* _WORK INSTRUCTION_
Take the data below and extract the lines from the one with "Every <instance> block" to the one with "box: [869, 213, 1242, 667]", inclusive, exactly as written.

### MATERIAL TO PROCESS ###

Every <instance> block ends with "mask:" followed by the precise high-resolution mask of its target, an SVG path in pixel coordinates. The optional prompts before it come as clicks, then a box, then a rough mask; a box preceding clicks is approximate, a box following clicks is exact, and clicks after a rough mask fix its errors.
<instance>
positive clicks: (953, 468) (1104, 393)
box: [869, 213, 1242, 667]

###
### MATERIAL TO PROCESS ###

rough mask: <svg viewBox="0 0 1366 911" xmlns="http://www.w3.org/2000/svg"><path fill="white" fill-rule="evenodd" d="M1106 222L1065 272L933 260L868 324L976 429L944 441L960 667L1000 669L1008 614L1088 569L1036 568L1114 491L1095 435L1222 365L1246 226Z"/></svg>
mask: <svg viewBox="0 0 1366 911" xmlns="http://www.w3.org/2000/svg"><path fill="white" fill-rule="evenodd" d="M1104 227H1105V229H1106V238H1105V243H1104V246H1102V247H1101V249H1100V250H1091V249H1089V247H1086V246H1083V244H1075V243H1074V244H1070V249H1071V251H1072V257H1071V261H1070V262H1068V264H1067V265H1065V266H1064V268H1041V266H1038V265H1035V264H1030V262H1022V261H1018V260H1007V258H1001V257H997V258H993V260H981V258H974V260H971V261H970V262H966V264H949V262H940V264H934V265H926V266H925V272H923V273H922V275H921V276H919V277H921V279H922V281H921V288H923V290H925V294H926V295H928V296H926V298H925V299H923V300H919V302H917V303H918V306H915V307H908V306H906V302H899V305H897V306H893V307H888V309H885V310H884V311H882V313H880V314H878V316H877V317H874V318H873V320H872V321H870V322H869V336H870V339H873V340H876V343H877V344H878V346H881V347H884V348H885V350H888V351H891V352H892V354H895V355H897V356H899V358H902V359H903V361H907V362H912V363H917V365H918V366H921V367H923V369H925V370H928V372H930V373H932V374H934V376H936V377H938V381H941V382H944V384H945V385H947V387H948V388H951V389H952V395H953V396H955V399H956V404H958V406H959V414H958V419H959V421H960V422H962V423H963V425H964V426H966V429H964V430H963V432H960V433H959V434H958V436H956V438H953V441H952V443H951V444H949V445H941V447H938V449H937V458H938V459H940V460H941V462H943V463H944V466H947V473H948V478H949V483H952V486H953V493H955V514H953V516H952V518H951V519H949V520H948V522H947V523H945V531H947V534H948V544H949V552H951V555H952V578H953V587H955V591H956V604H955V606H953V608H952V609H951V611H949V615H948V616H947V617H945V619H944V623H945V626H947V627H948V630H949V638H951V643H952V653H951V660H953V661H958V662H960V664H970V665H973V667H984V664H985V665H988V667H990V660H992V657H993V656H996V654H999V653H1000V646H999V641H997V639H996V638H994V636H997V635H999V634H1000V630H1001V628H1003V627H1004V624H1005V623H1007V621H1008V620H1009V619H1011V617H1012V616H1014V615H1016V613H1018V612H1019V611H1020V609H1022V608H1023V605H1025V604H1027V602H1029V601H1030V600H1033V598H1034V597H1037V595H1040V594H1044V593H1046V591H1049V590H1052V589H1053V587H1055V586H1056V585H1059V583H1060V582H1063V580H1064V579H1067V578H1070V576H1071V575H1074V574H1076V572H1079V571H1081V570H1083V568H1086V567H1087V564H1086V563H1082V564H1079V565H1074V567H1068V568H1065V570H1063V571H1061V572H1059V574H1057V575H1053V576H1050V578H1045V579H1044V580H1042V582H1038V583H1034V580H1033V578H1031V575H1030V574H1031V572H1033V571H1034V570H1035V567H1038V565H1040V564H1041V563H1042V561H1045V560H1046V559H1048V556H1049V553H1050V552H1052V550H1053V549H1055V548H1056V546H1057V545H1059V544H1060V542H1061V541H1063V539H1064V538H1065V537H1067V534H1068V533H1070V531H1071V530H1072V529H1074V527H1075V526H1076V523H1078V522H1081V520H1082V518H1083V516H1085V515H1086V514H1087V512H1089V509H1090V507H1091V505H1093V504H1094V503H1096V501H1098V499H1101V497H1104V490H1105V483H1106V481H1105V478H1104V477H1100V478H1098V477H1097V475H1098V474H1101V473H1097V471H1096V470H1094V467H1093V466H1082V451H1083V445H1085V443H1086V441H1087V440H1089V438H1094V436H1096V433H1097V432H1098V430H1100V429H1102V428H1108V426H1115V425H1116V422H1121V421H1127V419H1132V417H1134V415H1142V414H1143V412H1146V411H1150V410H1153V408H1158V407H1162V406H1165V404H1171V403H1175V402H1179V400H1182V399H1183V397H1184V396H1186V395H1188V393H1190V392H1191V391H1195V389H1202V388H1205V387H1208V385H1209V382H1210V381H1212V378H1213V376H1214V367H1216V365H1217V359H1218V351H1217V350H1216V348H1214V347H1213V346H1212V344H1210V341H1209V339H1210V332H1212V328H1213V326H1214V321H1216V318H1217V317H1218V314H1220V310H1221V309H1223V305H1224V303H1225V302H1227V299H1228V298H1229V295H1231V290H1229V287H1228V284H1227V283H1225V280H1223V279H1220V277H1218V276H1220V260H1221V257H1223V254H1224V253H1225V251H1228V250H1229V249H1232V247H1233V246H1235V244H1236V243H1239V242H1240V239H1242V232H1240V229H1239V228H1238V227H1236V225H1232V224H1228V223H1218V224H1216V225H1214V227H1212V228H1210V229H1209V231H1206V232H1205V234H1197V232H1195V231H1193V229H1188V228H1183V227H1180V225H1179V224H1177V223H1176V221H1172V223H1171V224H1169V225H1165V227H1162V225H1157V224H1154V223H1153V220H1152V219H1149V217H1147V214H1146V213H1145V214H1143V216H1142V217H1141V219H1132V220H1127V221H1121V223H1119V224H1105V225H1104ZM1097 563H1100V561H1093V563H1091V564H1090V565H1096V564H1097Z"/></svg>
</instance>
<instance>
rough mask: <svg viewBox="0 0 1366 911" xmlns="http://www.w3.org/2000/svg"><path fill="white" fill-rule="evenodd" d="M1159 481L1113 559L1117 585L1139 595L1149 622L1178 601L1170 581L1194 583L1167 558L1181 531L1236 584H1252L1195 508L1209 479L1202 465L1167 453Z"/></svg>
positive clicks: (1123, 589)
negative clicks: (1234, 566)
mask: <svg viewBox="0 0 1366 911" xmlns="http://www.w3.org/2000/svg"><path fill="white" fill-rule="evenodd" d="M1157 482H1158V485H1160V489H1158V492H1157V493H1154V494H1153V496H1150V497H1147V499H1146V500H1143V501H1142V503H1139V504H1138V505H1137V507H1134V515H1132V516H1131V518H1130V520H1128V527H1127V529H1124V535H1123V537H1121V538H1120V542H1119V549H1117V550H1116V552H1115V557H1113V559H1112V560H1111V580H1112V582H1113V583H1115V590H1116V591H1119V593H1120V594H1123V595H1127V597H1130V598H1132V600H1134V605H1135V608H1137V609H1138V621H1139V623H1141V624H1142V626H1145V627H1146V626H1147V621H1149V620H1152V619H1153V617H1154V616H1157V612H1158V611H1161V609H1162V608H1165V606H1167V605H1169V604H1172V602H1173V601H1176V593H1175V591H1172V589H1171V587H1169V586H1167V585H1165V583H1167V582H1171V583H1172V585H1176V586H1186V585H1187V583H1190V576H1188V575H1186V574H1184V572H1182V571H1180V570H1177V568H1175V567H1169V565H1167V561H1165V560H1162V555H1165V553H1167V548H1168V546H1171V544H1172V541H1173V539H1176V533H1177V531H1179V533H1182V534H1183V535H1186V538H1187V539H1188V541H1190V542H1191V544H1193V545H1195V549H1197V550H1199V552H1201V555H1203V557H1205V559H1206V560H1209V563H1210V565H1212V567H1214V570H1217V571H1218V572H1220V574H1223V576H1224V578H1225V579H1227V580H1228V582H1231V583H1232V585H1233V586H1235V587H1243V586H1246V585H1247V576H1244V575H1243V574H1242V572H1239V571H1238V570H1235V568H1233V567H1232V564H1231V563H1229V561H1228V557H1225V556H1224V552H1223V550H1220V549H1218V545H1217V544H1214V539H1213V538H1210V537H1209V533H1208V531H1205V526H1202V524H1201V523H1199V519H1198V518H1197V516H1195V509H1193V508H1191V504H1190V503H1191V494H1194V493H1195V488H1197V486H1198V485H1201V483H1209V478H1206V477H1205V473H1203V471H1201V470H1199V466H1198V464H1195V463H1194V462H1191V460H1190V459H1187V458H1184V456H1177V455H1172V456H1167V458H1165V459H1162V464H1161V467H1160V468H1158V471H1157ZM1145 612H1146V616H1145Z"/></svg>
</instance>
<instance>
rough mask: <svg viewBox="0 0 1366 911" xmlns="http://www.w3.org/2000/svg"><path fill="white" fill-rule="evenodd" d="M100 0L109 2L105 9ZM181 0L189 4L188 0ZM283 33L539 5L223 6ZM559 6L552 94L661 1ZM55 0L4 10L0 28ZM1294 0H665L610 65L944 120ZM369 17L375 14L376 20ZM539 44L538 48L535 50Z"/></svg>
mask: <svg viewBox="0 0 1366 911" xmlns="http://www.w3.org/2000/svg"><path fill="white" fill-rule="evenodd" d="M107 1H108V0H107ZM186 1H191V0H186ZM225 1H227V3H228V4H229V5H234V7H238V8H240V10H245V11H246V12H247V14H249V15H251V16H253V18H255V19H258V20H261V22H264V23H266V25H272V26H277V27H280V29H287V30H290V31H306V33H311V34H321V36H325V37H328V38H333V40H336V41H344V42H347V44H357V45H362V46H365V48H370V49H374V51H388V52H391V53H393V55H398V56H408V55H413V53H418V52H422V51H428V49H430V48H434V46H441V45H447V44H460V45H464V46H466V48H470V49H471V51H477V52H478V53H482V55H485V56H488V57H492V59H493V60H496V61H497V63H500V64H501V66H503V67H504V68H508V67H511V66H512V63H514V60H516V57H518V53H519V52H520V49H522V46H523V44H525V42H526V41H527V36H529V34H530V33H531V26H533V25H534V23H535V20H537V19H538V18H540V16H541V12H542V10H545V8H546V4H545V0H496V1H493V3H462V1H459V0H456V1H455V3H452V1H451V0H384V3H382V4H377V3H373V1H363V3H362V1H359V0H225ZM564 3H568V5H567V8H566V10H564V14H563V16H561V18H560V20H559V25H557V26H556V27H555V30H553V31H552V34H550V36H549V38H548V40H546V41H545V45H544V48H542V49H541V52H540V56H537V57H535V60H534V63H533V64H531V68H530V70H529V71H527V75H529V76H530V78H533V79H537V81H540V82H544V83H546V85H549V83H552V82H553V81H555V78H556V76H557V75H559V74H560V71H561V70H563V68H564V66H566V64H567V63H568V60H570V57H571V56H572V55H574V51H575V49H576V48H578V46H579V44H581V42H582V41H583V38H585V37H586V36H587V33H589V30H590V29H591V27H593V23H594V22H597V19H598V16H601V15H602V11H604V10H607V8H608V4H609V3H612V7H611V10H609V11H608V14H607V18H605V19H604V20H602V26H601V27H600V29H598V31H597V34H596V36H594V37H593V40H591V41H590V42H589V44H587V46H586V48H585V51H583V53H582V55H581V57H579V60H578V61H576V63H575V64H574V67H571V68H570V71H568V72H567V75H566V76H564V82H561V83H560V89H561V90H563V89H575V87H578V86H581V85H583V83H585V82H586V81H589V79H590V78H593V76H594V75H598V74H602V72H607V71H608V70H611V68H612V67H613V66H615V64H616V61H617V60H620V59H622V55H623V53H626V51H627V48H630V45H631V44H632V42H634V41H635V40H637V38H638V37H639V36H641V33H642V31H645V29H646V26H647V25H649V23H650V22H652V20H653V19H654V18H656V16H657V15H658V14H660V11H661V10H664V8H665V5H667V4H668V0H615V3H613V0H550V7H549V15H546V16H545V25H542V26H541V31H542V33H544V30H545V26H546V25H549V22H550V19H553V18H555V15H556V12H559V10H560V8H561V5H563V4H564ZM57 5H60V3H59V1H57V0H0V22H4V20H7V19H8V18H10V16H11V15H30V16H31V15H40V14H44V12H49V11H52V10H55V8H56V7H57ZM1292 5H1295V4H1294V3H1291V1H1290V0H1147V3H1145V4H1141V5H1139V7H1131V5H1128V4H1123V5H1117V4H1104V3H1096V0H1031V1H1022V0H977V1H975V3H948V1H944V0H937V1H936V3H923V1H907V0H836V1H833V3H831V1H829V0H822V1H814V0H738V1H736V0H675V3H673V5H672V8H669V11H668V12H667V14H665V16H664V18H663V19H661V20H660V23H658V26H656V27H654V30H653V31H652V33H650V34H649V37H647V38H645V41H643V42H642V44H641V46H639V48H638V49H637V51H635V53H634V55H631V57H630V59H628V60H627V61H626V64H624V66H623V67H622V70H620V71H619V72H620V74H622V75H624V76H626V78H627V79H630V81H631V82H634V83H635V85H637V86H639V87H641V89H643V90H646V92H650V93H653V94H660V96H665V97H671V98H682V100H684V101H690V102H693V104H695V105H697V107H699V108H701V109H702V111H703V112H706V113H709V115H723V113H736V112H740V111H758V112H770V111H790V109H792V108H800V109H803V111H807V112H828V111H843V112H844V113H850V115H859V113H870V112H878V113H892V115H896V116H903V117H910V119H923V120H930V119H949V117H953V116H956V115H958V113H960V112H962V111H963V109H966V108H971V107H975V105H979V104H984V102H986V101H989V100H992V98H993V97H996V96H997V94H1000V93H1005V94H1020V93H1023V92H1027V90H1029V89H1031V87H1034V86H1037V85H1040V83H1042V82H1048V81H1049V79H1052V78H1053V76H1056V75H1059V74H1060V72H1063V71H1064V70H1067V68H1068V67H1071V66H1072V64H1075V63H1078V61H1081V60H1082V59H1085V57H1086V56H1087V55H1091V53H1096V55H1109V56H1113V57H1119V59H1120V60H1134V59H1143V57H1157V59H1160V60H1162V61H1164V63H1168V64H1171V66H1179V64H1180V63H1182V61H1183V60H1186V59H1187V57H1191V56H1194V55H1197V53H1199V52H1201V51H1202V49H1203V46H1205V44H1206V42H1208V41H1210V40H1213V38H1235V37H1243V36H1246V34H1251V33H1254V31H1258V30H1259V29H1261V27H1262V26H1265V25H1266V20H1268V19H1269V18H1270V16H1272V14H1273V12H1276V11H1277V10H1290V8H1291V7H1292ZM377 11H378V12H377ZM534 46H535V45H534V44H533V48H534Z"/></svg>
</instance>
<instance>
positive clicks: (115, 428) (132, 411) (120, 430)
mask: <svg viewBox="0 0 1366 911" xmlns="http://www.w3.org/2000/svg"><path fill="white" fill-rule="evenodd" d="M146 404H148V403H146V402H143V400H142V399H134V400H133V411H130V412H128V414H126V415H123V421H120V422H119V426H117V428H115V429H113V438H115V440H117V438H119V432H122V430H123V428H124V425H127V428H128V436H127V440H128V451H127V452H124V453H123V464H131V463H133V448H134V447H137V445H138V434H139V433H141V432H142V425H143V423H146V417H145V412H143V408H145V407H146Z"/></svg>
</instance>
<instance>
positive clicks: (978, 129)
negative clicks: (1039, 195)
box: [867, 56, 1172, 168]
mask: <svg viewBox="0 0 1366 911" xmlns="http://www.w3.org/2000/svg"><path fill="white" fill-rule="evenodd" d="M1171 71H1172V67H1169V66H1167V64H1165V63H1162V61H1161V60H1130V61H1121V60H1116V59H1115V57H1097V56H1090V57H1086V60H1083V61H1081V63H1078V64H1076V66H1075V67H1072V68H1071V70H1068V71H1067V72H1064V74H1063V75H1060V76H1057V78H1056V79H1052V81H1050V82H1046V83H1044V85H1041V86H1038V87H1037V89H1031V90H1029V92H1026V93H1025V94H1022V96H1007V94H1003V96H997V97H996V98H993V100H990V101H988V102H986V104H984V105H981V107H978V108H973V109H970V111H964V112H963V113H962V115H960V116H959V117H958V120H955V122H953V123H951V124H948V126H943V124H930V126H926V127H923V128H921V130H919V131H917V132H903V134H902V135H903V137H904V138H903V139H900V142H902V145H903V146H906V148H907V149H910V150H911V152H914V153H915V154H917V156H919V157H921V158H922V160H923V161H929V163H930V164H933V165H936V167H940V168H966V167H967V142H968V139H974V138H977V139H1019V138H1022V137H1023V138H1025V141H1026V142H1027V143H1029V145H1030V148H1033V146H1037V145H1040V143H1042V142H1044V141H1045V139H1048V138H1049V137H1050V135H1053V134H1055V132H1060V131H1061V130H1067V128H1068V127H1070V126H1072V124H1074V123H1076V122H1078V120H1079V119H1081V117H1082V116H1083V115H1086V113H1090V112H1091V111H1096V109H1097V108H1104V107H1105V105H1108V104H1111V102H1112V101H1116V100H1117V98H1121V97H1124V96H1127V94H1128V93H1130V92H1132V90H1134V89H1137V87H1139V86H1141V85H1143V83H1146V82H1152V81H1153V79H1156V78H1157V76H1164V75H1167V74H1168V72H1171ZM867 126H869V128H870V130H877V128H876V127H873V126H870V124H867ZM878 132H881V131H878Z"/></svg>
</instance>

###

* _SOLUTION FOR THIS PROBLEM_
Every <instance> block ends with "mask:" followed by the precise high-resolution mask of its target, an SVG path in pixel coordinates. The optional prompts before it come as clicks, then a box, then a rough mask; a box preceding clicks is approximate, a box following clicks is exact, and clicks after a rough mask fix its errors.
<instance>
positive clicks: (953, 468) (1104, 393)
box: [869, 213, 1242, 667]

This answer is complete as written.